= What is asked =
Rescale the material below by copying every line in full and multiplying each answer coordinate by 1.6, rounding to whole numbers with halves going up. Leave the sample coordinates that show the format unchanged.

= Data for this exercise =
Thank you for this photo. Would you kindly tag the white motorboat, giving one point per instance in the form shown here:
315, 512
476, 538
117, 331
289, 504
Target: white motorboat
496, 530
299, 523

= Correct output =
Thank you for this photo. Would you kindly tag the white motorboat, giving one point per instance in the form shown here:
315, 512
476, 538
117, 331
289, 504
Target: white motorboat
794, 848
478, 837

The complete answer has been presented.